What to do:
Where the data below shows a picture, leave that picture out and copy the rest exactly.

[Natural language region descriptions]
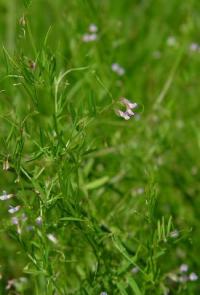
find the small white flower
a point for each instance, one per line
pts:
(184, 267)
(93, 28)
(6, 196)
(52, 238)
(193, 276)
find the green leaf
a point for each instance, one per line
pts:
(97, 183)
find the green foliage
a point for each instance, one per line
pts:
(102, 204)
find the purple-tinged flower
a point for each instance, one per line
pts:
(135, 270)
(52, 238)
(93, 28)
(123, 115)
(194, 47)
(129, 107)
(32, 64)
(183, 279)
(156, 54)
(171, 41)
(130, 112)
(184, 267)
(6, 165)
(15, 220)
(13, 210)
(193, 276)
(39, 220)
(30, 228)
(174, 234)
(6, 196)
(128, 104)
(118, 69)
(89, 37)
(24, 217)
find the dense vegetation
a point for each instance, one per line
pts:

Your solution:
find the small white flower
a point for each instance, one per line
pts:
(184, 267)
(93, 28)
(6, 196)
(52, 238)
(193, 276)
find the green leaf
a point for each instance, one per line
pts:
(97, 183)
find the green foliage
a point for each instance, one per line
pts:
(102, 204)
find the purple-tinged flower
a point for each instance, one per line
pts:
(135, 270)
(52, 238)
(93, 28)
(123, 115)
(194, 47)
(129, 107)
(32, 64)
(183, 279)
(156, 54)
(171, 41)
(130, 112)
(184, 267)
(6, 165)
(15, 220)
(13, 210)
(193, 276)
(39, 220)
(30, 228)
(174, 234)
(6, 196)
(128, 104)
(118, 69)
(89, 37)
(24, 217)
find the dense vegetation
a point for each instance, one per line
pts:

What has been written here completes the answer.